OBJECTIVE »
Could you arrange every line of the entries below as a JSON list of strings, one string per line, leaving out blank lines?

DATA TO USE »
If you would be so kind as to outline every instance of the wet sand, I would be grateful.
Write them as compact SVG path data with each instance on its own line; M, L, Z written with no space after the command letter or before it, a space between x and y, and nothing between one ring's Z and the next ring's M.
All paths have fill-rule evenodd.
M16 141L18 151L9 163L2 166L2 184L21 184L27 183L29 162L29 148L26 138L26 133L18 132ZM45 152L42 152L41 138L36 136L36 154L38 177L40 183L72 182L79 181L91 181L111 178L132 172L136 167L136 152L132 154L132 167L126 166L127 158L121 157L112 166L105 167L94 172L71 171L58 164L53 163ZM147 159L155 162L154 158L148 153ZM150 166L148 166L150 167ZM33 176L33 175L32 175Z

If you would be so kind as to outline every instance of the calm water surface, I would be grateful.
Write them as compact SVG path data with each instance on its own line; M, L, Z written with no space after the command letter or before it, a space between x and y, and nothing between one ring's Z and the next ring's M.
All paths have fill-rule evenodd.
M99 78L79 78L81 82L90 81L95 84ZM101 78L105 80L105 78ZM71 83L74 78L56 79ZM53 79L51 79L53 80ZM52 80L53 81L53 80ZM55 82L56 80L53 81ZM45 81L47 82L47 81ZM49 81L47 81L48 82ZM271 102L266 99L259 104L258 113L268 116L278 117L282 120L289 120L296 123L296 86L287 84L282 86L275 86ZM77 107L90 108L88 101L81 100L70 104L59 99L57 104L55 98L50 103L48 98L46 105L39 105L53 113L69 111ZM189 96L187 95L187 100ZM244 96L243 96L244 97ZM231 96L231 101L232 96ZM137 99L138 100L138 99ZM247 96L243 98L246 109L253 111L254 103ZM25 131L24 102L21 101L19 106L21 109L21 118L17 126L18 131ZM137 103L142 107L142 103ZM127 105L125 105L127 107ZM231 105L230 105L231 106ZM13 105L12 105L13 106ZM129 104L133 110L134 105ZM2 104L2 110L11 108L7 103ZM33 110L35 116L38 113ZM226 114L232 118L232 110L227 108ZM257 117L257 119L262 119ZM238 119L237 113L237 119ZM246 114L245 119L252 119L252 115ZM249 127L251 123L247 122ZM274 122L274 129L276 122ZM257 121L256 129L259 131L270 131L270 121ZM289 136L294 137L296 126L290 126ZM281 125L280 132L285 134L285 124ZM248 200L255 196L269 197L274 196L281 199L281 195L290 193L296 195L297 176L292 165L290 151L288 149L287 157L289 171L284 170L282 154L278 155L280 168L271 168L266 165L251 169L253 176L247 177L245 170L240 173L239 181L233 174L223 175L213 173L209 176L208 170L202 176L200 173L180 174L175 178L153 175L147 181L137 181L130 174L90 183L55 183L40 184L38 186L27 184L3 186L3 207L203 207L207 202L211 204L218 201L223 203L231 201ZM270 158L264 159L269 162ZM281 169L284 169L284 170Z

COMPLETED EXERCISE »
[
  "If you would be so kind as to outline every instance of the wet sand, I would be grateful.",
  "Write them as compact SVG path data with each instance on its own line; M, L, Z written with no space after the command letter or before it, a space between x and y, and nothing between one ring's Z and the next ring's M.",
  "All paths have fill-rule evenodd.",
  "M16 141L18 151L9 163L2 166L2 184L21 184L27 183L29 162L29 148L26 138L26 133L18 132ZM45 152L42 152L41 138L36 136L36 154L38 177L40 183L72 182L79 181L91 181L111 178L132 172L136 167L136 152L132 154L132 167L126 166L127 158L121 157L112 166L105 167L94 172L71 171L58 164L53 163ZM147 159L155 162L154 158L148 153ZM150 166L148 166L150 167ZM33 176L33 175L32 175Z",
  "If you would be so kind as to outline every instance of the calm water surface, I would be grateful.",
  "Write them as compact SVG path data with each instance on its own line; M, L, Z written with no space after the command letter or before it, a space between x and y, and nothing between one ring's Z and the next ring's M.",
  "All paths have fill-rule evenodd.",
  "M99 78L79 78L81 82L90 81L95 84ZM101 78L105 80L105 78ZM71 83L74 78L56 79ZM53 79L51 79L53 80ZM52 80L53 81L53 80ZM55 82L56 80L53 81ZM45 81L47 82L47 81ZM49 81L47 81L48 82ZM271 102L266 99L259 104L258 113L268 116L278 117L282 120L289 120L296 123L296 86L287 84L282 86L275 86ZM77 107L90 108L88 101L81 100L70 104L59 99L57 104L55 98L50 103L48 98L46 105L39 105L53 113L69 111ZM189 96L187 95L187 100ZM244 96L243 96L244 97ZM231 96L231 101L232 96ZM137 99L138 100L138 99ZM247 96L243 98L246 109L253 111L254 103ZM25 131L24 102L21 101L19 106L21 109L21 118L17 126L18 131ZM137 103L142 107L142 103ZM127 105L125 105L127 107ZM231 105L230 105L231 106ZM13 105L12 105L13 106ZM129 104L133 110L134 105ZM2 104L2 110L11 108L7 103ZM33 110L35 116L38 113ZM226 114L232 118L232 110L227 108ZM257 117L257 119L262 119ZM238 119L237 113L237 119ZM246 114L245 119L252 119L252 115ZM249 127L251 123L247 122ZM274 122L274 129L276 122ZM257 121L256 129L259 131L270 131L270 121ZM289 136L294 137L296 126L290 126ZM281 125L280 132L285 134L285 124ZM248 200L255 196L269 197L274 196L281 199L281 195L290 193L296 195L297 176L292 165L290 151L288 149L287 157L289 171L284 170L282 154L278 155L280 168L271 168L266 165L251 169L253 176L247 177L245 170L240 173L239 181L233 174L223 175L213 173L209 176L208 170L202 176L200 173L180 174L175 178L153 175L147 181L137 181L130 174L90 183L55 183L40 184L38 186L27 184L3 186L3 207L203 207L207 202L211 204L218 201L223 203L231 201ZM270 158L264 159L269 162ZM281 169L284 169L284 170Z"
]